(Rows from a pointing dataset)

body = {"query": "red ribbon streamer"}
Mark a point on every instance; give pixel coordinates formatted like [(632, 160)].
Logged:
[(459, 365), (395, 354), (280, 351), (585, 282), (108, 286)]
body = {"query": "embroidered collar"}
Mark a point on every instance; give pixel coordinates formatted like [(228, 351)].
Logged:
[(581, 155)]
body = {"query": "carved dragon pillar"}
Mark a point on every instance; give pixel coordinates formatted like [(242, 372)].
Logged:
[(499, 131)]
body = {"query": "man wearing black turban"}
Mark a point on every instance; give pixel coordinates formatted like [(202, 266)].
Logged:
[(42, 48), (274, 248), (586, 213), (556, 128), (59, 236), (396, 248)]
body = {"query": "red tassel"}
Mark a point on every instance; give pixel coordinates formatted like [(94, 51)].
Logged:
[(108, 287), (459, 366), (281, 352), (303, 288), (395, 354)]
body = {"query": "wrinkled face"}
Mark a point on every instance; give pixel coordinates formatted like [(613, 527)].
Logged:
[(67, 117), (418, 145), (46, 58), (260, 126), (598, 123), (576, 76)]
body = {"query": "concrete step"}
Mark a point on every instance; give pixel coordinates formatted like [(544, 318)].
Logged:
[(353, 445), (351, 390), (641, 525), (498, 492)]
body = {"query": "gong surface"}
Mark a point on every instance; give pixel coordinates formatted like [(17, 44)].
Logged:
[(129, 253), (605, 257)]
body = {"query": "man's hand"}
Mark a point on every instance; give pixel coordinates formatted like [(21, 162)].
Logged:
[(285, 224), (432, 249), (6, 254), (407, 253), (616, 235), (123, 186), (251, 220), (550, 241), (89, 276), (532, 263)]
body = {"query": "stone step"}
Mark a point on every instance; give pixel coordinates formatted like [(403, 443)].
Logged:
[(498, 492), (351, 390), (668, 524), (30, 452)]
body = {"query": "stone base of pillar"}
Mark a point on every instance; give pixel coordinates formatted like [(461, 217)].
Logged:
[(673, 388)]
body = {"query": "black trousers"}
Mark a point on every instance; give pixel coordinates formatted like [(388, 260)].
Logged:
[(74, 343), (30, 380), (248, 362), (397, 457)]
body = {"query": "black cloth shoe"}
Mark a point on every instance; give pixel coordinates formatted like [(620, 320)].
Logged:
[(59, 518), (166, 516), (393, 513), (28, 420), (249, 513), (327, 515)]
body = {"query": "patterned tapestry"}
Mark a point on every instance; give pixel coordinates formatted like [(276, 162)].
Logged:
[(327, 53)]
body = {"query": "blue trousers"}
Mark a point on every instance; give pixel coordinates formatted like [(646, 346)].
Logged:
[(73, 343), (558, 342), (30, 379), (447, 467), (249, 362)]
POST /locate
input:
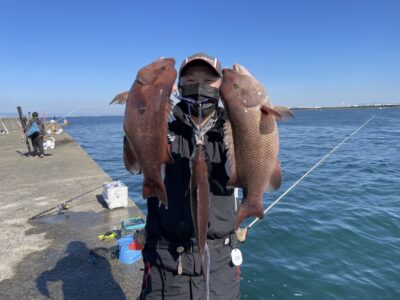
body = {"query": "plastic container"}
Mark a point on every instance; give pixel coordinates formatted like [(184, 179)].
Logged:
[(126, 255), (115, 194)]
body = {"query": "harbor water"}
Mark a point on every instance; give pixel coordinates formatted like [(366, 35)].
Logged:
[(337, 234)]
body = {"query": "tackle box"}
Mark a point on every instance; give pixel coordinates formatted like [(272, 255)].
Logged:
[(115, 194)]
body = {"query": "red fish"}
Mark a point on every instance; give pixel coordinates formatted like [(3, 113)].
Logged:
[(148, 106), (252, 138)]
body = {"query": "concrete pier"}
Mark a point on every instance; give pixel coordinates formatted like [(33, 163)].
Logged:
[(49, 257)]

- **STATED EXERCISE**:
Please revise the listing above so that every "Logged" becomes "Recorded", keeping everything else the same. Omit the pictures from your answer.

- **FINISHED ANSWER**:
body = {"query": "red ribbon streamer"}
Mark a point on every instance; give pixel coordinates formatted like [(632, 160)].
Recorded:
[(459, 365), (395, 354), (280, 351), (585, 282), (108, 286)]
body = {"query": "embroidered collar"}
Mark a point on every instance; give pixel coordinates formatted like [(228, 351)].
Recorded:
[(581, 155)]
body = {"query": "carved dragon pillar"}
Mark a point on every instance; give pixel coordinates formatted like [(242, 372)].
Recorded:
[(499, 131)]
body = {"query": "man wearing black turban"}
Mark a point on every instance; give pixel coordinates formatted like [(202, 266)].
Recorded:
[(42, 48), (274, 248), (586, 213), (556, 128), (59, 236), (396, 248)]
body = {"query": "red tassel"}
Mark a point on every instance; give pixel coordinates formatted like [(94, 51)].
Recorded:
[(108, 287), (459, 366), (281, 352), (303, 288), (395, 354)]
body = {"query": "wrinkled face"}
Mark a point on every instance; give pixel coordinates formatted like [(613, 527)].
Recorded:
[(67, 117), (418, 145), (46, 58), (260, 126), (598, 123), (576, 76)]
body = {"query": "concrete step"}
Mark a point on every instance; give pixel coordinates formatted like [(544, 318)].
Recorded:
[(353, 445), (351, 390), (641, 525), (498, 492)]
body = {"query": "gong surface"}
Mark a point on every instance; give pixel coordinates formatted like [(17, 44)].
Recorded:
[(129, 253), (605, 257)]
body = {"query": "man's hand"}
Mark a point on every instance; give pixel coordinates formatted like [(21, 162)].
Recorded:
[(285, 224), (432, 249), (6, 254), (407, 253), (616, 235), (123, 186), (251, 220), (550, 241), (89, 276), (532, 263)]
body = {"query": "stone step"}
Mark a point on every instance; give pixel coordinates formatted like [(403, 443)].
Recorded:
[(498, 492), (351, 390), (668, 524), (30, 452)]
body = {"query": "stone base of pillar"}
Mark a point on every instance; give pixel coordinates formatted like [(461, 217)].
Recorded:
[(673, 388)]
body = {"query": "black trousers"}
Mark a point on every instance; give pixel coordinates formatted like [(388, 260)].
Recorded:
[(74, 343), (30, 380), (248, 362), (397, 457)]
body = {"query": "black cloth shoe"}
Mark a point on every instance; give pixel coordinates formatted like [(620, 320)].
Recorded:
[(59, 518), (166, 516), (393, 513), (28, 420), (249, 513), (327, 515)]
body = {"query": "patterned tapestry"}
Mark a point on every instance; give pixel coordinates formatted like [(276, 162)].
Recorded:
[(327, 53)]
body = {"query": "blue trousers"}
Mark a point on every instance; give pixel coordinates formatted like [(646, 346)].
Recorded:
[(73, 343), (558, 342), (30, 379), (447, 467), (249, 362)]
POST /locate
input:
body = {"query": "plastic container"}
Mark a point on every instance; give pixel coordinates formatted like [(184, 179)].
Recorded:
[(126, 255), (115, 194)]
body = {"query": "harbor water"}
Mark a point on every instance; give pixel coordinates formatted like [(366, 35)].
Recorded:
[(337, 234)]
body = {"query": "tackle box"}
Mark a point on every instance; give pixel coordinates formatted like [(272, 255)].
Recorded:
[(115, 194)]
body = {"query": "red fish"}
Mark a point on every instance; give pixel coordinates formatted like [(3, 113)].
Recorded:
[(148, 106), (252, 138)]
body = {"query": "concrete pier"}
Mark a point on every instance; give pixel coordinates formatted like [(33, 163)].
Recorded:
[(49, 257)]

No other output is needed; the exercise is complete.